Items from a dataset
-*-*-

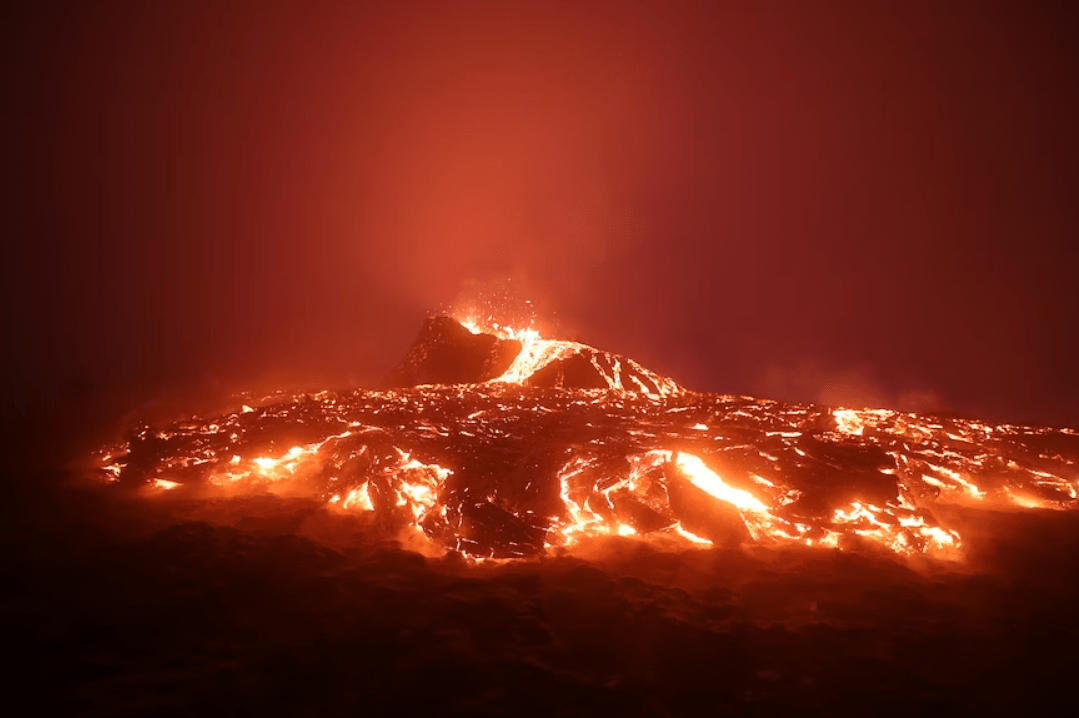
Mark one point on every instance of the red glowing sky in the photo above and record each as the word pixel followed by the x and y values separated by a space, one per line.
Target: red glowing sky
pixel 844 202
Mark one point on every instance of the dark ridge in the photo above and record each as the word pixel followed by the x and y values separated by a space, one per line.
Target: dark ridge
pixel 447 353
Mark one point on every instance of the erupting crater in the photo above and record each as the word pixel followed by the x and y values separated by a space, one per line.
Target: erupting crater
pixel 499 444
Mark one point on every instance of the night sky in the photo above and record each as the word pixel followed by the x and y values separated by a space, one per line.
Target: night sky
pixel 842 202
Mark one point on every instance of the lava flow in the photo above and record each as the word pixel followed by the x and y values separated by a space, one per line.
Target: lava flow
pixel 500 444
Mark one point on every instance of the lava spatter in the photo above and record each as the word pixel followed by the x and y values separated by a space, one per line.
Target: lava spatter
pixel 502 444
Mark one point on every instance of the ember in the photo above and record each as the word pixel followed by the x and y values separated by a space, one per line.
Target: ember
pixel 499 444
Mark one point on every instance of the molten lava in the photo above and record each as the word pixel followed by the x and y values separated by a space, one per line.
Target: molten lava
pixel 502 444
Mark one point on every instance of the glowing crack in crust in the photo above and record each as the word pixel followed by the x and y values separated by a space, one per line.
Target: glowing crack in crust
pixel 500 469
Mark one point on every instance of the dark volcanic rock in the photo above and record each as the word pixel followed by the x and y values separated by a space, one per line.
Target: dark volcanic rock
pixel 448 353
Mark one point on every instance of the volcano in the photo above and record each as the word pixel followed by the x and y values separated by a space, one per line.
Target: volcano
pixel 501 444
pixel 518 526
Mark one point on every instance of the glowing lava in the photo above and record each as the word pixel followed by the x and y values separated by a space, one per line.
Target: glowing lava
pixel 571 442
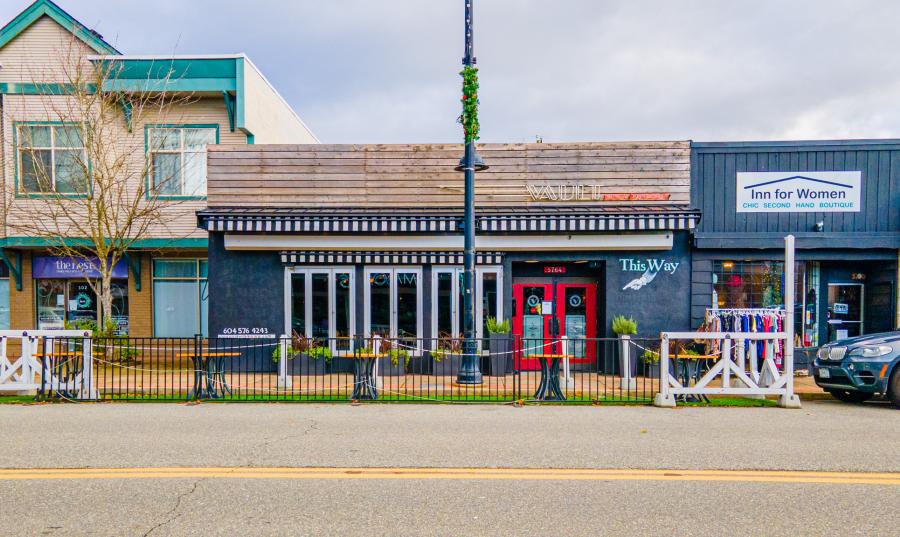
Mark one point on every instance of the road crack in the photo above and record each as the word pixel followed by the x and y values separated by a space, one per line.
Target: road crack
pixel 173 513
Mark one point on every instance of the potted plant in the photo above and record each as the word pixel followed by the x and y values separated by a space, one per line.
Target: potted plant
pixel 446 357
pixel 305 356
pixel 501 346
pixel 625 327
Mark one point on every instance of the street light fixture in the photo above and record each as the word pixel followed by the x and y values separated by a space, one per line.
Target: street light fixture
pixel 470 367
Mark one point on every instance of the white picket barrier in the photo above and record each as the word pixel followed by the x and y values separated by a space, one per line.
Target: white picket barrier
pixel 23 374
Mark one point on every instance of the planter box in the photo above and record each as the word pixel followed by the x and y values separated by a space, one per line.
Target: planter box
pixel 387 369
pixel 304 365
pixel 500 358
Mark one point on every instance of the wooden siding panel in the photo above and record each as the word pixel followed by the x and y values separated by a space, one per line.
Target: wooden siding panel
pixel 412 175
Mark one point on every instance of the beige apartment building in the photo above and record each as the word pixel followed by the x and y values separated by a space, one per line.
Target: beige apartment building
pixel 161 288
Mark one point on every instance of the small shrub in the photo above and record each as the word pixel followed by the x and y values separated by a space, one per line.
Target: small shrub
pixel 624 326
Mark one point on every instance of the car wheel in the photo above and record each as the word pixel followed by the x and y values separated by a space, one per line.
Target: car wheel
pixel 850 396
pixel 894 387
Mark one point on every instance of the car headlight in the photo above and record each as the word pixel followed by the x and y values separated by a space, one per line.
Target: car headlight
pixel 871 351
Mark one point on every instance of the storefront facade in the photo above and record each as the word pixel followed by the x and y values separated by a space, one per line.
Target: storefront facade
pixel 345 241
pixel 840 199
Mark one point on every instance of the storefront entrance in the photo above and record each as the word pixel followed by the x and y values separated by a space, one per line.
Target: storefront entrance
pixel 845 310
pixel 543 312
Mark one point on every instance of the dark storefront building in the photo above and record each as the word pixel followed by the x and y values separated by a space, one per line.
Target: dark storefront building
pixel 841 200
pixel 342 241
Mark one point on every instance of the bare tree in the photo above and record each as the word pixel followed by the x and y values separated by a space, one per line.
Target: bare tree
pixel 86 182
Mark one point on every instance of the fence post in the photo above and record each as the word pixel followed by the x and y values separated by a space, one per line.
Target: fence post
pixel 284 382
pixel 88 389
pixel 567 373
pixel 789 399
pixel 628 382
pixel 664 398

-*-*-

EXERCISE AIM: Copy out the records verbatim, starting at the line containing "Mark one point on every instance of the storefront entrance" and ending at the line containing "pixel 342 241", with both of those lines included.

COMPLETE ANSWER:
Mark one point on every instance of the storefront entrance in the photo above and record each as the word pixel followed by the x and y values separated by a space, one per line.
Target: storefront entrance
pixel 845 310
pixel 543 312
Mark one point on every instance of the dark storefront building in the photo above and record each as the word pixel followed by the x and y values separated by a space, one per line.
Target: dark storefront building
pixel 841 200
pixel 342 241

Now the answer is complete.